● REQUEST: Put each line of the items below into a JSON list of strings, one string per line, leaving out any blank lines.

● EXERCISE MATERIAL:
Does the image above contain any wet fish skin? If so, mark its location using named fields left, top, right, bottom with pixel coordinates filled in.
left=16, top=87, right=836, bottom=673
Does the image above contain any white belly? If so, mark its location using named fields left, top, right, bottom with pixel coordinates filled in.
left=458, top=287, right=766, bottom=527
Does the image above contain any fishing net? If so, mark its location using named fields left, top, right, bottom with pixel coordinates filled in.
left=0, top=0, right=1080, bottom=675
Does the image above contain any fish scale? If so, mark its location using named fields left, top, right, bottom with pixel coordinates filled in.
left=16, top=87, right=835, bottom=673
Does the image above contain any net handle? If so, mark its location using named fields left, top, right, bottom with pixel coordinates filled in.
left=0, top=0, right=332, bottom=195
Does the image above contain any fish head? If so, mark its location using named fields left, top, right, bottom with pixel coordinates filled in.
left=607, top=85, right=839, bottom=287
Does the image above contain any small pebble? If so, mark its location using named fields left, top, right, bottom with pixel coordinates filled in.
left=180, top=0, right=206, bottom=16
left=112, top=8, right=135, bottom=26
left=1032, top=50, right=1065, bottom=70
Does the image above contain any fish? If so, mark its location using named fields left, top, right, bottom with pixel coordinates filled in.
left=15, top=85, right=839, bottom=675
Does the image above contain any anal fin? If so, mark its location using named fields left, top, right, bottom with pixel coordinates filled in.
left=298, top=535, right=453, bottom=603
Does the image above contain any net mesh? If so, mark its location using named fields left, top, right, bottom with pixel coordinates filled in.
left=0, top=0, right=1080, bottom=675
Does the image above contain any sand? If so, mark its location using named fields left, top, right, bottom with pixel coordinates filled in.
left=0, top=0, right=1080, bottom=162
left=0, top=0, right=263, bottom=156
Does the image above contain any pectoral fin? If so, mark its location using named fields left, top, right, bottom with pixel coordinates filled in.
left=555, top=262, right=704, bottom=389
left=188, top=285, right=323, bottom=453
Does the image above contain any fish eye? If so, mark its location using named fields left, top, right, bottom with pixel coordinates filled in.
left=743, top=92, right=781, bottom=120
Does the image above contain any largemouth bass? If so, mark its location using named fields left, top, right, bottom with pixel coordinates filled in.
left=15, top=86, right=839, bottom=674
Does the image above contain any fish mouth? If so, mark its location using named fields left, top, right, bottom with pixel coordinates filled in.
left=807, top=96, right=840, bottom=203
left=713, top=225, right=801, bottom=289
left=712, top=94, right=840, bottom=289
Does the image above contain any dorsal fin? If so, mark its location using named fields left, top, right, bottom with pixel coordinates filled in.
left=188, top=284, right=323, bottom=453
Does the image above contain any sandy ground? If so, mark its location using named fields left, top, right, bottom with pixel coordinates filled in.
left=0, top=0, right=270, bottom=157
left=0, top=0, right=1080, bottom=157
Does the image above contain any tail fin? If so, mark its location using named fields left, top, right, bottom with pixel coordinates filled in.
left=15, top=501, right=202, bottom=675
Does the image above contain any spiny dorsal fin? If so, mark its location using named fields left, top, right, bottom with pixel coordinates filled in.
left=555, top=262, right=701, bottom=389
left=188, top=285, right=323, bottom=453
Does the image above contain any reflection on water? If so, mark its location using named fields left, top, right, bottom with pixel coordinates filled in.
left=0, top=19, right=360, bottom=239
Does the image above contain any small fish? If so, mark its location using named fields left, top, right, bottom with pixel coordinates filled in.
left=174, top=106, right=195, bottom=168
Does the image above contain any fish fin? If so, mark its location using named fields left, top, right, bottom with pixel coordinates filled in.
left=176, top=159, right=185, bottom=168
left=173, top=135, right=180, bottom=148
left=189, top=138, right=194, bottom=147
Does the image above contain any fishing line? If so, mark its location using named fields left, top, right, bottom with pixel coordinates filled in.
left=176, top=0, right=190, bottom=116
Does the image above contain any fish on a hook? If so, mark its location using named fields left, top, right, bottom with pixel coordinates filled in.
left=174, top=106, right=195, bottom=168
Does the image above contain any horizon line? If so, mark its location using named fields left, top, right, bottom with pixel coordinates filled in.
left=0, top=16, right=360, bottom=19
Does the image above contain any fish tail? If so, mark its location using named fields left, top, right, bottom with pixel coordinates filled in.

● OUTPUT OF THE TASK:
[
  "Does the image above contain any wet fish skin? If so, mark its location using named fields left, top, right, bottom with pixel coordinates filled in.",
  "left=16, top=87, right=836, bottom=673",
  "Does the image above contain any white belly? If so, mark its location using named fields left, top, right, bottom with pixel coordinates filled in.",
  "left=458, top=287, right=766, bottom=527",
  "Does the image above contain any fishing net? If so, mark its location using named fields left, top, right, bottom with pixel coordinates filled in.",
  "left=0, top=0, right=1080, bottom=675",
  "Does the image above contain any fish scale? If so, mark its location using named fields left, top, right, bottom with pixel coordinates filled in.",
  "left=16, top=87, right=835, bottom=673",
  "Does the image above contain any net handle? If so, mark its location using named fields left, top, right, bottom with pixel coordinates filled in.",
  "left=0, top=0, right=332, bottom=195",
  "Does the image above contain any fish head? If so, mark its location using named fields left, top, right, bottom with pixel coordinates filled in.",
  "left=607, top=85, right=839, bottom=287",
  "Does the image above contain any small pebble? If so, mark its location using named fields left, top, right, bottom with pixel coordinates filled in.",
  "left=180, top=0, right=206, bottom=16",
  "left=112, top=8, right=135, bottom=26",
  "left=1032, top=50, right=1065, bottom=70",
  "Does the image above contain any fish? If so, mark its location using named fields left, top, right, bottom with pixel coordinates filled in.",
  "left=15, top=85, right=839, bottom=675",
  "Does the image above contain any anal fin? If so, mark its location using named fields left, top, right, bottom with pixel coordinates filled in.",
  "left=298, top=535, right=453, bottom=603",
  "Does the image above contain any net mesh? If so, mark its location using named fields left, top, right, bottom with pixel coordinates filled in.",
  "left=0, top=0, right=1080, bottom=675",
  "Does the image above contain any sand? If so, mark its location using named fields left, top, right, bottom with pixel coordinates filled in.",
  "left=0, top=0, right=1080, bottom=162",
  "left=0, top=0, right=263, bottom=156",
  "Does the image above contain any pectoral fin? If so, mark its location using named fields left, top, right, bottom with pixel coordinates filled in.",
  "left=555, top=262, right=704, bottom=389",
  "left=188, top=285, right=323, bottom=453",
  "Does the image above contain any fish eye? If so, mark its location using named fields left, top, right, bottom with pixel coordinates filled in.",
  "left=743, top=92, right=781, bottom=120",
  "Does the image above contain any largemouth bass? If so, mark its location using named fields left, top, right, bottom with pixel coordinates filled in.",
  "left=15, top=86, right=839, bottom=674",
  "Does the image above contain any fish mouth? If so, mark its location using named fields left, top, right, bottom with pixel coordinates filled in.",
  "left=807, top=96, right=840, bottom=203",
  "left=713, top=225, right=801, bottom=289",
  "left=712, top=94, right=840, bottom=289",
  "Does the image above contain any dorsal fin? If so, mark its location using named fields left, top, right, bottom with pixel coordinates filled in.",
  "left=188, top=284, right=323, bottom=453",
  "Does the image above contain any sandy ground? If so, mark its location using named fields left, top, right, bottom with pixel coordinates filled in.",
  "left=0, top=0, right=270, bottom=157",
  "left=0, top=0, right=1080, bottom=157",
  "Does the image above contain any tail fin? If so, mark its location using named fields left, top, right, bottom with pixel coordinates filled in.",
  "left=15, top=501, right=202, bottom=675",
  "Does the image above contain any spiny dorsal fin? If so, mark its location using named fields left, top, right, bottom with pixel coordinates filled in.",
  "left=555, top=262, right=701, bottom=389",
  "left=188, top=285, right=323, bottom=453",
  "Does the image above contain any reflection on water? If so, mark its location using named fields left, top, right, bottom with pixel coordinates filled in.",
  "left=0, top=19, right=360, bottom=239",
  "Does the image above contain any small fish? If so, mark its location using named fields left, top, right, bottom with pixel coordinates filled in.",
  "left=174, top=106, right=195, bottom=168",
  "Does the image above contain any fish fin? If so, mark its location using named fields left, top, right, bottom with pixel coordinates filled in.",
  "left=176, top=159, right=185, bottom=168",
  "left=173, top=135, right=180, bottom=148",
  "left=189, top=138, right=194, bottom=147",
  "Does the image above contain any fishing line? If so, mark its location using named fields left, top, right, bottom with pixel coordinates filled in.",
  "left=176, top=0, right=190, bottom=116",
  "Does the image above contain any fish on a hook? If so, mark its location using named fields left, top, right, bottom with pixel coordinates filled in.",
  "left=174, top=106, right=195, bottom=168",
  "Does the image above contain any horizon line? If so, mark its location using named fields left, top, right, bottom with pixel coordinates filled in.",
  "left=0, top=16, right=360, bottom=19",
  "Does the image above contain any fish tail? If so, mark its location using named fields left, top, right, bottom with pixel coordinates filled in."
]